What is being asked:
All of the entries should be returned without a single change.

▬▬▬▬▬▬

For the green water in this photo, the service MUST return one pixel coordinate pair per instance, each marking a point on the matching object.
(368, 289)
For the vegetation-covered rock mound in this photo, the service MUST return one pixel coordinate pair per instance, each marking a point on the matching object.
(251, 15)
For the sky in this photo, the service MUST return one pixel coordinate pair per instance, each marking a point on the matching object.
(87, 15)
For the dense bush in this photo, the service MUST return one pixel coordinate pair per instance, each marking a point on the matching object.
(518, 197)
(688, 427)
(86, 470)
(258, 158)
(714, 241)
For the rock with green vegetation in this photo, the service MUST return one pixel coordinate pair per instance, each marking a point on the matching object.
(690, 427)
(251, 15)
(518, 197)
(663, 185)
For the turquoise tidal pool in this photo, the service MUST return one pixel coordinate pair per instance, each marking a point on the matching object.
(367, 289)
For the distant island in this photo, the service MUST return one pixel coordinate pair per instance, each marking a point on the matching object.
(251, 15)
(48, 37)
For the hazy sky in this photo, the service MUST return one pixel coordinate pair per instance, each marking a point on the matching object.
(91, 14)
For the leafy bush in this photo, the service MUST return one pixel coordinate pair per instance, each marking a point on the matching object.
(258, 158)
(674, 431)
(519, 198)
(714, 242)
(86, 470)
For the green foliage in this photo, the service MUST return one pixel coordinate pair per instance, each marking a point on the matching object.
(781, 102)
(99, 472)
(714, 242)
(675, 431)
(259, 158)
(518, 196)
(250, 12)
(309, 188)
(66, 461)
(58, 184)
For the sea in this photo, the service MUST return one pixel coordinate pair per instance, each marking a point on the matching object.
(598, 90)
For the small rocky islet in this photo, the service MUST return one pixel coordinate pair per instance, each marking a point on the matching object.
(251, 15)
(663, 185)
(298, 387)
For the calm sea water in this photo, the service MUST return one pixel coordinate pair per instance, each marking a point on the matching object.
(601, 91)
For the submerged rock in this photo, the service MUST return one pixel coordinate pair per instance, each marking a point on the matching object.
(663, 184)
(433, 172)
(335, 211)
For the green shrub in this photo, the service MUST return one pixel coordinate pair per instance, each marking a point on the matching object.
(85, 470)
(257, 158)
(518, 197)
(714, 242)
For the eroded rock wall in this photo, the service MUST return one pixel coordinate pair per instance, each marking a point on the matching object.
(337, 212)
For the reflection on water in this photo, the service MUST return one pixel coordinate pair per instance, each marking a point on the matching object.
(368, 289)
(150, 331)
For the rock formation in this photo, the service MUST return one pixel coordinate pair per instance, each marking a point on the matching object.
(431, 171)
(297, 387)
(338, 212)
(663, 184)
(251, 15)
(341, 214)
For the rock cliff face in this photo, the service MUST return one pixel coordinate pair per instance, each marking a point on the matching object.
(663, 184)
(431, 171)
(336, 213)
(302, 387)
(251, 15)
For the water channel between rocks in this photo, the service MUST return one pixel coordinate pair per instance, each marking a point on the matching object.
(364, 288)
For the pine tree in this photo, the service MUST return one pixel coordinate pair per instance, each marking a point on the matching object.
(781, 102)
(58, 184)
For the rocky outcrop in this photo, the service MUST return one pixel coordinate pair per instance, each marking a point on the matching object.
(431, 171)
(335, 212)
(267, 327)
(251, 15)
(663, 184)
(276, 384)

▬▬▬▬▬▬

Answer to the exercise:
For the green water in this photo, the service MUST return one pixel coordinate pair per instance, each marking a point on the matching object.
(368, 289)
For the vegetation-covered rock mound in this photo, the service MUST return one pixel coordinate pair per instance, each marking a point on the matching object.
(251, 15)
For the sky in this photo, the service MUST return one pixel coordinate pair per instance, each marking a point on the matching object.
(87, 15)
For the dense bush in this photo, the service MUST return one pixel coordinate pair per instance, each marking a point on the matching object.
(518, 197)
(688, 427)
(86, 470)
(258, 158)
(714, 241)
For the rock with green vegetation in this photo, the service MUST return one pixel coordinate pair per instance, each marking a point on the matching object.
(690, 427)
(251, 15)
(518, 197)
(663, 185)
For the turquoise tidal pool in this photo, the service MUST return one pixel coordinate pair per instance, each marking a point on the matching object.
(367, 289)
For the distant island in this photo, the service MUST return one pixel coordinate pair per instance, each marking a point on the matching object.
(251, 15)
(48, 37)
For the hazy sky in this photo, the service MUST return one pixel coordinate pair per instance, each marking a point on the matching object.
(91, 14)
For the leafy bush in this photo, the service MUST return one pixel coordinate pair per instance, each marking a point on the matching object.
(258, 158)
(674, 431)
(519, 198)
(714, 242)
(86, 470)
For the green foliage in this photo, the service MUST return one pixel coordinate pair per instance, each marking a point on the matching object.
(781, 102)
(99, 472)
(714, 242)
(675, 431)
(259, 158)
(518, 196)
(250, 12)
(309, 188)
(66, 461)
(58, 184)
For the sea in this photo, the service MUST return one pixel coordinate pair per instance, each marking a point on the matching object.
(598, 90)
For the small rocky islet in this photo, the service MUST return one pixel coordinate pair per instance, each marking a point on the matching object.
(251, 15)
(663, 185)
(298, 387)
For the calm sea water in this photo, the service MUST return one pixel coordinate pair per instance, each marking a point on the matching object.
(601, 91)
For the submerged rock in this photo, the service MUST return one pixel coordinate pair per instance, each marking a point on the matching object.
(663, 184)
(433, 172)
(335, 211)
For the green shrub in this photo, the service MUST return one pixel coordinate pair per instance, each marking a point on the matching object.
(85, 470)
(257, 158)
(518, 197)
(714, 242)
For the eroded rock wall in this photo, the service MUST return one pixel coordinate pair per instance, each marking a point on the matching object.
(337, 212)
For the reflection on water in this photo, the service MUST return one pixel coordinate pair per instance, each marking a point on the matching object.
(368, 289)
(150, 331)
For the rock formation in this photo, the service MUST return one pixel coordinate pair per instance, each marking a point on the matching object.
(431, 171)
(297, 387)
(338, 212)
(663, 184)
(251, 15)
(341, 214)
For the rock cliff face in this photo, the service MUST return one pixel coordinate pair per instance, each marking a point on the matching object.
(663, 184)
(431, 171)
(336, 213)
(302, 387)
(251, 15)
For the water channel between rocks in this photo, the service MUST return one pixel coordinate pair per instance, each marking a point on the matching object.
(364, 288)
For the pine tree in this photo, the service MUST return one pixel coordinate pair per instance, each marking a point on the matching object.
(781, 102)
(58, 184)
For the rocky outcrop in this photo, the service MUST return one pixel coordinate pair per instance, each marking a point on the matching object.
(431, 171)
(335, 212)
(267, 327)
(251, 15)
(663, 184)
(276, 384)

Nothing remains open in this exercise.